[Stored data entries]
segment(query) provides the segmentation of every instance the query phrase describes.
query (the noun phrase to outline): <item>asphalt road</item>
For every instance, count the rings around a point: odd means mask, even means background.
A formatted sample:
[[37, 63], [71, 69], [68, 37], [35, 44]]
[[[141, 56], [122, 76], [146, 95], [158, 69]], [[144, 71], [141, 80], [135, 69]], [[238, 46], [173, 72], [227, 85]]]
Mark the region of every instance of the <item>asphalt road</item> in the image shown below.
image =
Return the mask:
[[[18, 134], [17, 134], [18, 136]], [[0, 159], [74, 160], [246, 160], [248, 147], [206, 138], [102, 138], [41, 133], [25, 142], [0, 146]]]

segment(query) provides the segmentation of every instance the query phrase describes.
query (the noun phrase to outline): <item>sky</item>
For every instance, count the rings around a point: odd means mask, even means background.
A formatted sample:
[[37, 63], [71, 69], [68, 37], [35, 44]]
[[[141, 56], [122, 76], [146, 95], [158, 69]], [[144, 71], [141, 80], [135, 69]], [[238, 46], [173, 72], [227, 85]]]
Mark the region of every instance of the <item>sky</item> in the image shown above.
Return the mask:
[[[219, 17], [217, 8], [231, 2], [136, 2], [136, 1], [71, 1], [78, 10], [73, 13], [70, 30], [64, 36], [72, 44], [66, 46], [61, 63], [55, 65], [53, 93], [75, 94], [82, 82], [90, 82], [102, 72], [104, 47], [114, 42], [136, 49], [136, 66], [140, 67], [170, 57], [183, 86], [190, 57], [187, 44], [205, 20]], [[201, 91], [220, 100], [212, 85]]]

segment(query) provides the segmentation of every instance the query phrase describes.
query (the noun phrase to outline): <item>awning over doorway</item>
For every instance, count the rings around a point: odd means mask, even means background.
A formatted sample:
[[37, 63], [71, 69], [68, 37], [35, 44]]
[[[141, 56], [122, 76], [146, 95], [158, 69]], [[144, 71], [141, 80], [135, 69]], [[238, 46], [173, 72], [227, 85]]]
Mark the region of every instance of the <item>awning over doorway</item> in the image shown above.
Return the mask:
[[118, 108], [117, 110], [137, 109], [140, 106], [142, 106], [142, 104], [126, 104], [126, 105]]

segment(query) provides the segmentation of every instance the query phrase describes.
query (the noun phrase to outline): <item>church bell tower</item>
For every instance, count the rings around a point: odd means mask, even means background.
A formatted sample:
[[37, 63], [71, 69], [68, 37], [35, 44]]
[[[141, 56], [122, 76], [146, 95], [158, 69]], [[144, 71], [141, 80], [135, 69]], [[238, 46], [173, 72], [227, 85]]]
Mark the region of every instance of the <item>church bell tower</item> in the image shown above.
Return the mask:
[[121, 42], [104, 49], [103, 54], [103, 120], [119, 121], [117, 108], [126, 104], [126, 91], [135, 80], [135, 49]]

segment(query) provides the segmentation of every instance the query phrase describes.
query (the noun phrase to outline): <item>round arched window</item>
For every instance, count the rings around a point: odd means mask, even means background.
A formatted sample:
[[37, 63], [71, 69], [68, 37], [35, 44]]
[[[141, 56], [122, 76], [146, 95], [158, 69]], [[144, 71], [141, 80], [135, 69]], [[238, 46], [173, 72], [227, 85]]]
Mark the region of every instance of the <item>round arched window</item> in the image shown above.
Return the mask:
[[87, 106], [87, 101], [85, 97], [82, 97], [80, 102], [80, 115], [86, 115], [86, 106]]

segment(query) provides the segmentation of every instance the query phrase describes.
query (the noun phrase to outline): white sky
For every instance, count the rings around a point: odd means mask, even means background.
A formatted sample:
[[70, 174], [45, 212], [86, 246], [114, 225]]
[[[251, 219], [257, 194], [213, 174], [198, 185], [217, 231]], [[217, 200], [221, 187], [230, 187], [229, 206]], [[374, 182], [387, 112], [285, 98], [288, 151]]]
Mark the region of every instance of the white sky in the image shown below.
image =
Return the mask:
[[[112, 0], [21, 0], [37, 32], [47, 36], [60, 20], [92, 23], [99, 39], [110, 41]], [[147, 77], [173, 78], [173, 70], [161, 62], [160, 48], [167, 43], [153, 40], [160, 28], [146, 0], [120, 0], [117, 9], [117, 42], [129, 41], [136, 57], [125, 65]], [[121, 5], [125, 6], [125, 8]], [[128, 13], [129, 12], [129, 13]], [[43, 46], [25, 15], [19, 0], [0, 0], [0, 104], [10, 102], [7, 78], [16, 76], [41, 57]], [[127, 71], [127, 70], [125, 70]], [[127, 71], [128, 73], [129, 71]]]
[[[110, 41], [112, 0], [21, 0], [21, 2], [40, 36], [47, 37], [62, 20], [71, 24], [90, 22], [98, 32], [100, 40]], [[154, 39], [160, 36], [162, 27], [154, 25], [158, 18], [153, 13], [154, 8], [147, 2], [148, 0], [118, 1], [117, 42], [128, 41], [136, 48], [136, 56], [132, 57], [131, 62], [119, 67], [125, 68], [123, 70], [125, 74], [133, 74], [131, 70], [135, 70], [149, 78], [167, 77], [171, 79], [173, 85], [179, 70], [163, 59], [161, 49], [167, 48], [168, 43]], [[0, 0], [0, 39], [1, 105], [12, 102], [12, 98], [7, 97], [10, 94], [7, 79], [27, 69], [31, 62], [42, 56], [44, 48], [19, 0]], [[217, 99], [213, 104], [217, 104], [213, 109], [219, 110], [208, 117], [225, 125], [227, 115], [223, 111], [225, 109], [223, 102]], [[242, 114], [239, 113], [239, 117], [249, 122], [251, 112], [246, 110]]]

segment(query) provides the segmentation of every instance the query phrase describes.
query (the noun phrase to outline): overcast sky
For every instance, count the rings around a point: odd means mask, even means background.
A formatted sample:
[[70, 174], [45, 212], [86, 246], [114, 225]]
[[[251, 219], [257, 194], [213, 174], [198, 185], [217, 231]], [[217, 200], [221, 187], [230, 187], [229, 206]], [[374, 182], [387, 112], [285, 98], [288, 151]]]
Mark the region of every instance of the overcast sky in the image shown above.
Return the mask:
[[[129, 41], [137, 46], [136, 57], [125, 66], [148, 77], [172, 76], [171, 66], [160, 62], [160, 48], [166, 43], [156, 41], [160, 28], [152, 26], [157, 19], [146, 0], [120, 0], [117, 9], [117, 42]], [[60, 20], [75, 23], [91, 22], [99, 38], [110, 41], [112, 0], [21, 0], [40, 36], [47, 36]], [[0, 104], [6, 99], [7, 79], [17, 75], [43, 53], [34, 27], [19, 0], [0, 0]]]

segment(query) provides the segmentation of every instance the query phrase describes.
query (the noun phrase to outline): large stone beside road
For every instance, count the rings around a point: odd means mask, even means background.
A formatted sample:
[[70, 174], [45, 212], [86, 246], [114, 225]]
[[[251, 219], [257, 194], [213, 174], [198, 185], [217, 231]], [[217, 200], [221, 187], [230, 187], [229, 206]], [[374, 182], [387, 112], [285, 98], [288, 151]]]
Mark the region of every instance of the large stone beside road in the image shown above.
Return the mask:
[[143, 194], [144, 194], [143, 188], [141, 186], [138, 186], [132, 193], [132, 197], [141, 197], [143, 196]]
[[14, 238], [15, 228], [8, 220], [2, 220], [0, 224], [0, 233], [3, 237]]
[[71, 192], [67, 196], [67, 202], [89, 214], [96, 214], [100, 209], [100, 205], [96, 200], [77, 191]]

ABOUT THIS EXERCISE:
The response should consist of every record, written out exactly as given.

SOLUTION TO THE PROBLEM:
segment(query) provides the segmentation of every instance the query phrase describes.
query (the noun phrase to outline): <item>asphalt road</item>
For every instance, count the rings around a point: odd means mask, even means background.
A formatted sample:
[[37, 63], [71, 69], [68, 37], [35, 44]]
[[[141, 56], [122, 76], [146, 95], [158, 69]], [[144, 71], [141, 80], [135, 69]], [[238, 46], [173, 72], [227, 85]]]
Mark the region of every instance of the <item>asphalt road</item> in the image shown below.
image =
Return the mask:
[[[18, 134], [17, 134], [18, 136]], [[0, 159], [74, 160], [246, 160], [248, 147], [206, 138], [102, 138], [41, 133], [25, 142], [0, 146]]]

segment(query) provides the segmentation of every instance the query phrase describes.
query (the noun phrase to outline): <item>sky</item>
For every instance, count the rings around a point: odd means mask, even means background.
A formatted sample:
[[37, 63], [71, 69], [68, 37], [35, 44]]
[[[141, 56], [122, 76], [146, 95], [158, 69]], [[144, 71], [141, 80], [135, 69]], [[238, 46], [173, 72], [227, 85]]]
Mark the region of every instance of the <item>sky</item> in the image shown above.
Return the mask:
[[[219, 17], [217, 8], [231, 2], [136, 2], [136, 1], [71, 1], [78, 10], [73, 13], [70, 30], [64, 36], [72, 44], [66, 46], [61, 63], [55, 65], [53, 93], [75, 94], [82, 82], [90, 82], [102, 72], [104, 47], [114, 42], [136, 49], [136, 66], [140, 67], [170, 57], [183, 86], [190, 57], [187, 44], [205, 20]], [[201, 91], [220, 100], [212, 85]]]

segment(query) provides the segmentation of every instance the query phrase describes.
query (the noun phrase to outline): <item>awning over doorway</item>
For every instance, count the rings around a point: odd means mask, even means background.
A formatted sample:
[[37, 63], [71, 69], [68, 37], [35, 44]]
[[[141, 56], [122, 76], [146, 95], [158, 69]], [[144, 71], [141, 80], [135, 69]], [[238, 46], [173, 72], [227, 85]]]
Mark the region of every instance of the <item>awning over doorway</item> in the image shown above.
Return the mask:
[[118, 108], [117, 110], [137, 109], [140, 106], [142, 106], [142, 104], [126, 104], [126, 105]]

segment(query) provides the segmentation of every instance the query phrase describes.
query (the noun phrase to outline): <item>church bell tower</item>
For every instance, count the rings around a point: odd means mask, even means background.
A formatted sample:
[[37, 63], [71, 69], [68, 37], [35, 44]]
[[[141, 56], [122, 76], [146, 95], [158, 69]], [[144, 71], [141, 80], [135, 69]], [[238, 46], [173, 72], [227, 85]]]
Mark the region of every instance of the <item>church bell tower</item> in the image shown above.
Return the mask:
[[121, 42], [104, 49], [103, 54], [103, 120], [119, 121], [117, 108], [126, 104], [126, 91], [135, 80], [135, 49]]

segment(query) provides the segmentation of every instance the query phrase describes.
query (the noun phrase to outline): <item>round arched window</item>
For every instance, count the rings around a point: odd means mask, even means background.
A formatted sample:
[[37, 63], [71, 69], [68, 37], [35, 44]]
[[[141, 56], [122, 76], [146, 95], [158, 69]], [[144, 71], [141, 80], [135, 69]], [[238, 46], [173, 72], [227, 85]]]
Mark the region of every instance of the <item>round arched window</item> in the image shown above.
Return the mask:
[[87, 106], [87, 101], [85, 97], [82, 97], [80, 102], [80, 115], [86, 115], [86, 106]]

segment(query) provides the segmentation of every instance the query phrase describes.
query (the noun phrase to outline): white sky
For every instance, count the rings around a point: odd means mask, even means background.
A formatted sample:
[[70, 174], [45, 212], [86, 246], [114, 225]]
[[[251, 219], [257, 194], [213, 174], [198, 185], [217, 231]], [[217, 200], [221, 187], [230, 187], [229, 206]], [[374, 182], [387, 112], [285, 98], [288, 151]]]
Mark the region of every instance of the white sky in the image shown below.
image =
Return the mask:
[[[112, 0], [21, 0], [37, 32], [47, 36], [60, 20], [92, 23], [99, 39], [110, 41]], [[147, 77], [173, 78], [173, 70], [161, 62], [160, 48], [167, 43], [153, 40], [160, 28], [146, 0], [120, 0], [117, 9], [117, 42], [129, 41], [136, 57], [125, 65]], [[121, 5], [125, 6], [125, 8]], [[128, 13], [129, 12], [129, 13]], [[43, 46], [25, 15], [19, 0], [0, 0], [0, 104], [10, 102], [7, 78], [16, 76], [41, 57]], [[127, 71], [127, 70], [125, 70]], [[127, 71], [128, 73], [129, 71]]]
[[[110, 41], [112, 0], [21, 0], [21, 2], [40, 36], [47, 37], [62, 20], [71, 24], [90, 22], [98, 32], [100, 40]], [[154, 39], [160, 36], [162, 27], [154, 25], [158, 18], [153, 13], [154, 8], [147, 2], [148, 0], [118, 1], [117, 42], [128, 41], [136, 48], [136, 56], [132, 57], [131, 62], [119, 67], [125, 68], [123, 70], [125, 74], [133, 74], [131, 70], [135, 70], [149, 78], [167, 77], [171, 79], [173, 85], [179, 70], [163, 59], [161, 49], [167, 48], [168, 43]], [[0, 0], [0, 39], [1, 105], [12, 102], [12, 98], [7, 97], [10, 94], [7, 79], [27, 69], [31, 62], [42, 56], [44, 48], [19, 0]], [[217, 99], [213, 104], [217, 104], [213, 109], [219, 110], [208, 117], [225, 125], [227, 115], [223, 111], [225, 109], [223, 102]], [[242, 114], [239, 113], [239, 117], [249, 122], [251, 112], [246, 110]]]

segment(query) provides the segmentation of every instance the query phrase describes.
query (the noun phrase to outline): overcast sky
For every instance, count the rings around a point: odd means mask, even means background.
A formatted sample:
[[70, 174], [45, 212], [86, 246], [114, 225]]
[[[251, 219], [257, 194], [213, 174], [198, 185], [217, 231]], [[217, 200], [221, 187], [230, 187], [229, 206]], [[374, 182], [387, 112], [285, 98], [288, 151]]]
Mark the region of every instance of the overcast sky in the image shown above.
Return the mask:
[[[129, 41], [137, 46], [136, 57], [125, 66], [148, 77], [172, 76], [171, 66], [160, 62], [160, 48], [166, 43], [156, 41], [160, 28], [152, 26], [157, 19], [146, 0], [120, 0], [117, 9], [117, 42]], [[60, 20], [75, 23], [91, 22], [99, 38], [110, 41], [112, 0], [21, 0], [40, 36], [47, 36]], [[0, 104], [6, 99], [7, 79], [17, 75], [43, 53], [34, 27], [19, 0], [0, 0]]]

segment(query) provides the segmentation of every instance the query phrase describes.
query (the noun phrase to outline): large stone beside road
For every instance, count the rings around a point: odd means mask, even means background.
A formatted sample:
[[70, 174], [45, 212], [86, 246], [114, 225]]
[[[251, 219], [257, 194], [213, 174], [198, 185], [217, 231]], [[217, 200], [221, 187], [230, 187], [229, 206]], [[374, 182], [387, 112], [285, 98], [288, 151]]]
Mark the region of every instance of the large stone beside road in the image shown above.
Return the mask:
[[143, 194], [144, 194], [143, 188], [141, 186], [138, 186], [132, 193], [132, 197], [141, 197], [143, 196]]
[[14, 238], [15, 228], [8, 220], [2, 220], [0, 224], [0, 233], [3, 237]]
[[71, 192], [67, 196], [67, 202], [89, 214], [96, 214], [100, 209], [100, 205], [96, 200], [77, 191]]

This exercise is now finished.